Text extract
# Sponsor and Applicant support letters - Spouse Visa



## Unique999 (May 12, 2013)

Hi guys,

I am going to apologise ahead of time as this is lengthy. I was hoping you could read over my support letter and also my wife's letter of introduction letter to see if you guys think they are suitable?

AA is me the sponsor (Husband)
BB is the Applicant (Wife)

Any advice would be greatly appreciated.

Thanks.


----------



## Unique999 (May 12, 2013)

Date:

Letter of Sponsership

Dear Entry Clearance Officer, 

This is a letter of sponsorship for my partner (spouse), BB, for her application for the United Kingdom settlement visa. *

I first came across my partner in 1st April 2012 at her home in Lahore, from there we started talking and got on very well with each other. We both instantly clicked & we knew afterwards we wanted to be together forever and both told our families that we wanted to marry each other. Then on 28th April 2012 both our families got together in Lahore to fix our engagment & wedding plans, both I & my partner (BB) agreed to marry each other that day is the happiest day of our lives, we then agreed to set the date for our engagement & marriage in 2 and half years time so that I could save up for the wedding, in the mean time I kept in touch with my partner (BB) through whatsapp messaging service each other day & night, we also talked day & night over viber call service whilst I was in UK over the 2 & half years period since April 2012 until September 2014 . 

We got engaged in front family in Lahore on 28th September 2014, where I & my partner exchanged rings, we are so happy about that day because all our wedding plans were finally coming together. 

We both got married on the 12th October 2014, in front of 400 people in wedding hall in Lahore where all our family & friends were present, we also had our Henna day on the 11th October 2014, Our Walima day (Grooms day) was on the 13th of October 2014 which was in Mirpur, Azad Kashmir in Mumtaz wedding hall in front of 300 people where all our family & friends were also present & we recieved gifts & money. 

We share the same Muslim faith and keen interest in listening to bollywood/bhangra music & watching bollywood movies together, love going out to places to go to eat together & chill which we have been doing all over Lahore. We also have been to theme park in Lahore after our wedding which we really enjoyed. I am particularly struck by her sense of humour & smile on her face all the time, also her honesty and deep sense of commitment towards me. 

I will financially support my partner until she finds a job in UK even then I will give her full support even when she has a job, she has recently learned how to tailor ladies clothes which she has been doing for family & friends, my partner also has a qualification M.S.C (Masters degree) in statistics from P University Lahore. 

If this application is successful, we look forward to making the United Kingdom our home and we intend to buy our own house in the UK in the future & hope to start a family in due course. 

Yours Sincerly


AA


----------



## Unique999 (May 12, 2013)

Stored data
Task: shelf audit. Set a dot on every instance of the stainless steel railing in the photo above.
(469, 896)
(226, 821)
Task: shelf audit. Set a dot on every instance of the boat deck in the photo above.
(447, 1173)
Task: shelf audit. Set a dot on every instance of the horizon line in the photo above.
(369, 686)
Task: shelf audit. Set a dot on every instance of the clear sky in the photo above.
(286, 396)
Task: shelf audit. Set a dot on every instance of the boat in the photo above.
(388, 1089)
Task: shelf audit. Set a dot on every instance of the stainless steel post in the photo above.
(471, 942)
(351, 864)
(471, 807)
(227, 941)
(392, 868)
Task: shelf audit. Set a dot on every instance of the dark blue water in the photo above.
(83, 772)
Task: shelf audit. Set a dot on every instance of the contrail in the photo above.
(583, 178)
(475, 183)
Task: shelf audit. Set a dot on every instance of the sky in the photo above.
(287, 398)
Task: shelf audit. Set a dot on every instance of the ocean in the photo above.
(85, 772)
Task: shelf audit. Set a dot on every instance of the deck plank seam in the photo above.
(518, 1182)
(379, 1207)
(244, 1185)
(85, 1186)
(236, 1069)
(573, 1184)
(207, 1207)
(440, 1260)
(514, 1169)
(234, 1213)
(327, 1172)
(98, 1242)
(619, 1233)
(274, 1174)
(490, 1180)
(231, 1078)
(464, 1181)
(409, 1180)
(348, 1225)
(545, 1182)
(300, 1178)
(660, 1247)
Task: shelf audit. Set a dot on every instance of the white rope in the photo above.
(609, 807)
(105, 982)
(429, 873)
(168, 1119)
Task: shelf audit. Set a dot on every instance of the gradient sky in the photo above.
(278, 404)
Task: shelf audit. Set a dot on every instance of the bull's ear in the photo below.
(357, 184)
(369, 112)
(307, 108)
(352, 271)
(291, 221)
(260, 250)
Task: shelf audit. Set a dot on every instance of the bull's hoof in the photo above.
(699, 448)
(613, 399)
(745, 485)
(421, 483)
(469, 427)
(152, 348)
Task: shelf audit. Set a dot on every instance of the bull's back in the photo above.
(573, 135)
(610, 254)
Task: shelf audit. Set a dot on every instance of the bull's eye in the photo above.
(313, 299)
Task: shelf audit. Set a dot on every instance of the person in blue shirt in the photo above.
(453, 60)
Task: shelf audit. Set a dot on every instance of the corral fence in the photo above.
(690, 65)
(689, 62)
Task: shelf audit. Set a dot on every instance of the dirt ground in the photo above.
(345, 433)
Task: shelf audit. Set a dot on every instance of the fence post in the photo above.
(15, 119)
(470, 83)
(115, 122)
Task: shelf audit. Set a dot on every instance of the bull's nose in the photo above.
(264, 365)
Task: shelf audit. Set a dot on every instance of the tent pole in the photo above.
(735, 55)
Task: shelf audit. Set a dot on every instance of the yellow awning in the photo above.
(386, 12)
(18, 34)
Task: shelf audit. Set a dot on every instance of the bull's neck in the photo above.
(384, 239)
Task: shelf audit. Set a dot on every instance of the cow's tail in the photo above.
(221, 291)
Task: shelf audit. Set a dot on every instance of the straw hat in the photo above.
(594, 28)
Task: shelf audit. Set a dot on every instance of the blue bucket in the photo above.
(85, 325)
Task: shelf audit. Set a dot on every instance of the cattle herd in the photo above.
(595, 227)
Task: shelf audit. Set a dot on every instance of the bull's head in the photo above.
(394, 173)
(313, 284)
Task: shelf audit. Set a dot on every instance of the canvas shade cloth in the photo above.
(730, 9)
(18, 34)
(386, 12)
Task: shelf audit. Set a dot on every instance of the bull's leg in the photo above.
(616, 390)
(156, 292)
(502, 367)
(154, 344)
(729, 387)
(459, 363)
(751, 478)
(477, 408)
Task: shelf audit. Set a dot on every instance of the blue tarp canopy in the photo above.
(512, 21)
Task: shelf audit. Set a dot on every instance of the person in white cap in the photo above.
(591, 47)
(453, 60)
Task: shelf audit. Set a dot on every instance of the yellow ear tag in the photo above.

Prompt
Answer these questions from the spouse visa sponsorship letter above:
1. On what date did the couple get engaged?
2. Where was the Walima day held?
3. What qualification does the applicant hold, and from which university?

Full response
1. 28th September 2014.
2. In Mumtaz wedding hall in Mirpur, Azad Kashmir.
3. An M.S.C (Masters degree) in statistics from P University Lahore.